Torah Thoughts – Yitro – Exodus.18.1-20.23 – “The Streets of Minneapolis are Crying”

The Torah portion this week, Yitro, begins with Moses’ father-in-law arriving in the Israelite camp in response to something he heard.  As the first verse states: “​When Jethro, the priest of Midian, Moses’ father-in-law, heard of all that God had done for Moses, and for Israel his people, and that the Lord had brought Israel out of Egypt” (Exodus 18:1). Our Thursday night Talmud study recently looked at Zevachim 116b where the rabbis debate the question of exactly what Jethro heard.  Rabbi Yehoshua suggests it must have been the way with Amalek, our people’s first aggressor after leaving Egypt.  Rabbi Elazar HaModa’i suggests it was the giving of the Torah.  And Rabbi Eliezer says that it was the sound of the Crossing of the Sea. All great suggestions.  The sound had to be something so loud it reached beyond our encampment into the larger world beyond.

In our own lives, we have all experienced things from far away that wake us up and force us to take notice.  The recent fortieth anniversary of the Space Shuttle Challenger explosion was a reminder of just such an event.  I remember being in tears as a fifth grader after seeing what happened.  The October 7th attack and 9/11 are others.  On May 14, 2022, our own community was the victim of such a seismic event, just as we were on the crash of flight 3407 seventeen years ago next week, where we lost our beloved Cantor Susan Wehle.

※ ※ ※

YOUR INSTRUCTIONS » Substitute "young child" for "fifth grader" and write out the commentary passage again, everything from "In our own lives, we" down to "Cantor Susan Wehle.". The records that come next are not required for this work.

SUPPLIED INFORMATION »
※ ※ ※

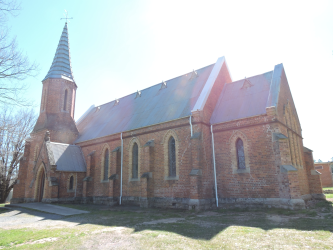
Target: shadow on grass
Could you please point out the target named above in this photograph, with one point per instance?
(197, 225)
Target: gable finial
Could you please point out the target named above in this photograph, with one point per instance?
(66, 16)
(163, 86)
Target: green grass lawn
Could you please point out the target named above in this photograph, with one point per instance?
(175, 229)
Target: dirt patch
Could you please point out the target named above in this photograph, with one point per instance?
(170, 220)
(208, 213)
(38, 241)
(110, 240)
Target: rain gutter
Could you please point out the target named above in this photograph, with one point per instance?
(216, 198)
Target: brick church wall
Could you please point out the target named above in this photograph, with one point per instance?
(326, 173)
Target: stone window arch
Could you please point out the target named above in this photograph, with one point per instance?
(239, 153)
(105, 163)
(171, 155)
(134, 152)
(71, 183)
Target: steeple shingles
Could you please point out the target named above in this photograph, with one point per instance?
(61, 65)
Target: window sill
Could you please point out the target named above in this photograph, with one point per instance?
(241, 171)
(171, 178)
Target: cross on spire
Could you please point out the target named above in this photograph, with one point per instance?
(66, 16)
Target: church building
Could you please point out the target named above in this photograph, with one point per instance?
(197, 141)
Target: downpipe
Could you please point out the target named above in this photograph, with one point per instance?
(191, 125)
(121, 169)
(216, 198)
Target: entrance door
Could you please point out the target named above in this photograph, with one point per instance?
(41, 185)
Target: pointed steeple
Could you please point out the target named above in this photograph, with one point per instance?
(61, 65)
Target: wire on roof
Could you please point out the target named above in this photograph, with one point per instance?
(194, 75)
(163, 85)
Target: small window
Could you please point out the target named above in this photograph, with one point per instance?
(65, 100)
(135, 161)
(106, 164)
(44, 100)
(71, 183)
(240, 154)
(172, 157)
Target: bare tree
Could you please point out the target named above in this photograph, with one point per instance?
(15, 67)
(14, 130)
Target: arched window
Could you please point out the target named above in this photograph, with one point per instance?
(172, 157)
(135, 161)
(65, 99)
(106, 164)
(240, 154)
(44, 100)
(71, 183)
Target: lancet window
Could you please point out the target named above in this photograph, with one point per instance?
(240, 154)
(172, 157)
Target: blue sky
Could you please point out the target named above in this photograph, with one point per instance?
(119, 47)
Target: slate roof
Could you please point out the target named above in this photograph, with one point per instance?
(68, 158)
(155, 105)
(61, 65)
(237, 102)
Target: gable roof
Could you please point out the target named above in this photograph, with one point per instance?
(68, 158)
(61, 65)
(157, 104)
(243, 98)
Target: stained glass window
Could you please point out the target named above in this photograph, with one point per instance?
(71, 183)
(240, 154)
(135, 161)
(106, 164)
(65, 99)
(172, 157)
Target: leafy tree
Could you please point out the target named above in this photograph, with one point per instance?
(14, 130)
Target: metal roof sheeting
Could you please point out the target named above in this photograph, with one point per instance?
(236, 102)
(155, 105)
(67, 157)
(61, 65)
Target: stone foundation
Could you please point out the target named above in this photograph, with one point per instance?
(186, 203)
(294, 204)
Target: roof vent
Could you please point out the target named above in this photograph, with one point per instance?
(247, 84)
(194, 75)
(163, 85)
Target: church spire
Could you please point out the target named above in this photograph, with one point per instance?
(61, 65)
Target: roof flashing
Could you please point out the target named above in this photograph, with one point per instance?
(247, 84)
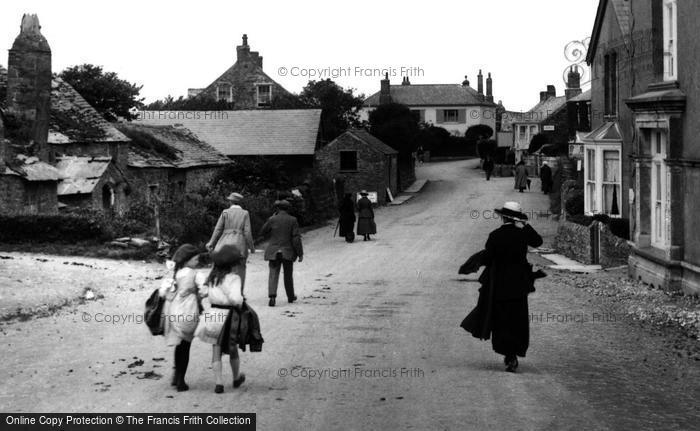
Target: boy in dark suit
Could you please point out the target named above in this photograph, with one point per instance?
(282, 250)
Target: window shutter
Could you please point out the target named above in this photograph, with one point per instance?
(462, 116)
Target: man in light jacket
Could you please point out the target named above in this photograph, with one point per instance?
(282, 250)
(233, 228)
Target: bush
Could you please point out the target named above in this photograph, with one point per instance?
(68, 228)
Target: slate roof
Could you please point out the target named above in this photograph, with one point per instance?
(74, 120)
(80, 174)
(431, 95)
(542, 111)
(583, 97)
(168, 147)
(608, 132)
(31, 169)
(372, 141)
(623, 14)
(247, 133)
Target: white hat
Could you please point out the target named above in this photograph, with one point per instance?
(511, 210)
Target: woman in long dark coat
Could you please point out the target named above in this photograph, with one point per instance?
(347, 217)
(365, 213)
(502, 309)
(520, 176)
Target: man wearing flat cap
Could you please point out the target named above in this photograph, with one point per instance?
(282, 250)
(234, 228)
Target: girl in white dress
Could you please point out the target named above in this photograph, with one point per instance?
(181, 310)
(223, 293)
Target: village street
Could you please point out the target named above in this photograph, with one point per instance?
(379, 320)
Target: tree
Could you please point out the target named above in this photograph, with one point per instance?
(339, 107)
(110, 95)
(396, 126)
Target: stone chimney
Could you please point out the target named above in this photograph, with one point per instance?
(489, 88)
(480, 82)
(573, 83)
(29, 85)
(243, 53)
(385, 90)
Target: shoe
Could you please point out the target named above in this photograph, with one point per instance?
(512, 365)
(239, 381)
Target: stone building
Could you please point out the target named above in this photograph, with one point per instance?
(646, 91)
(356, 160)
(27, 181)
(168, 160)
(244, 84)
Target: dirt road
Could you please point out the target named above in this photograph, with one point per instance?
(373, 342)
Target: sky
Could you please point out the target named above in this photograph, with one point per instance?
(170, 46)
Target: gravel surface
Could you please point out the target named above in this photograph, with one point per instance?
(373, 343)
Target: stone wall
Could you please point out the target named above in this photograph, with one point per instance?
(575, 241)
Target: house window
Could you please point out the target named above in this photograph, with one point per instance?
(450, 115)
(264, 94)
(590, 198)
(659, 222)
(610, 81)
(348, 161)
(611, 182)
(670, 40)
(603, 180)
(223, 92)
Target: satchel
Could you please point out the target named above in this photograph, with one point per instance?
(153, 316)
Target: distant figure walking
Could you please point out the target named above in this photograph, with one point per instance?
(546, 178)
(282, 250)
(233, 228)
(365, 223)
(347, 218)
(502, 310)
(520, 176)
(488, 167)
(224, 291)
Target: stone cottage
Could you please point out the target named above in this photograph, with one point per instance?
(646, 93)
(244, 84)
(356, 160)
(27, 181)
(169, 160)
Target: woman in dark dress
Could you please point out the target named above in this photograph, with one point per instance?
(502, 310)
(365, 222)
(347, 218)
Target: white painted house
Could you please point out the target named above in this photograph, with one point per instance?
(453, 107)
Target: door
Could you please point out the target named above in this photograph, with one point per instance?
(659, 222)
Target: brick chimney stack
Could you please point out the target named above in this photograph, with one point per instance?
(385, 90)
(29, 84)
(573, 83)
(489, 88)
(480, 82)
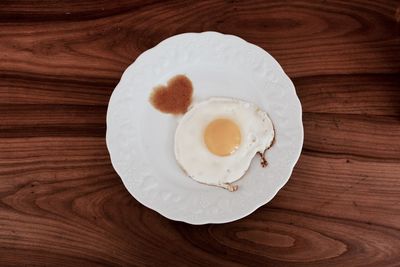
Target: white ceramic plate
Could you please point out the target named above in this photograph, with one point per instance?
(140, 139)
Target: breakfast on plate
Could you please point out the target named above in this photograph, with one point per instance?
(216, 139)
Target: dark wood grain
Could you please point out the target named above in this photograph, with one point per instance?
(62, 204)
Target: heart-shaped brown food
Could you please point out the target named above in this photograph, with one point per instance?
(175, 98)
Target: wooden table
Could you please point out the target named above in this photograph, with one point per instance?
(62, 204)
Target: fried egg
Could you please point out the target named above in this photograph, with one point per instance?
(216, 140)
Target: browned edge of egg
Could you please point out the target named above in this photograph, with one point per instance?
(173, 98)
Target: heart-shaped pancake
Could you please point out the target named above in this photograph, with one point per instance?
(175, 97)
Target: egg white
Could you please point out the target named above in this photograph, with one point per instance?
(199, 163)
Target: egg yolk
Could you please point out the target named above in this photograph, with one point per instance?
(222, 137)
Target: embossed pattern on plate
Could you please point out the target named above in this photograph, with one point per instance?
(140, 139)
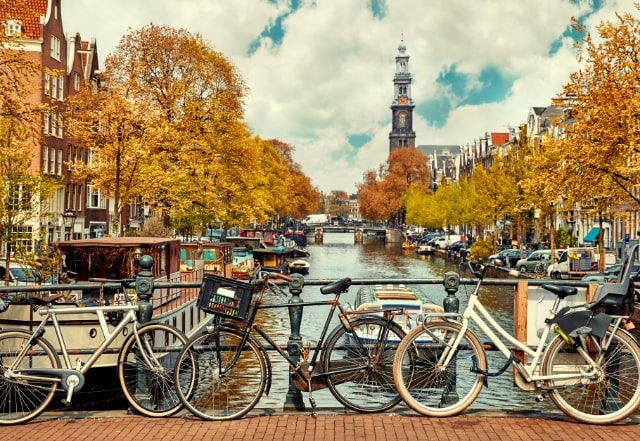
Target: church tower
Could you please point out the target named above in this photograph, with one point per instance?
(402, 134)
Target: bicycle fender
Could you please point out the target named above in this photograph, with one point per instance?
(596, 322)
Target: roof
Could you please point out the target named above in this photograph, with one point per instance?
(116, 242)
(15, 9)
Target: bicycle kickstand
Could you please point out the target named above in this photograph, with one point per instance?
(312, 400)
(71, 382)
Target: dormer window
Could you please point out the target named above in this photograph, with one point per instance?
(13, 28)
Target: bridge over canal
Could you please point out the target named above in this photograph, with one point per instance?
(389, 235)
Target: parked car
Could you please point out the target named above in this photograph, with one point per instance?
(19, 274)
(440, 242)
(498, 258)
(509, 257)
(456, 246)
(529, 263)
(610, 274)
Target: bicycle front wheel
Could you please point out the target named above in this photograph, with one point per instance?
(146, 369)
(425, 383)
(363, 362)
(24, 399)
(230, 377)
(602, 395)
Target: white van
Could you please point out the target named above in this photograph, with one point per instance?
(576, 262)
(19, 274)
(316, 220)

※ ※ ※

WRITTEN ANSWER »
In our own lives, we have all experienced things from far away that wake us up and force us to take notice.  The recent fortieth anniversary of the Space Shuttle Challenger explosion was a reminder of just such an event.  I remember being in tears as a young child after seeing what happened.  The October 7th attack and 9/11 are others.  On May 14, 2022, our own community was the victim of such a seismic event, just as we were on the crash of flight 3407 seventeen years ago next week, where we lost our beloved Cantor Susan Wehle.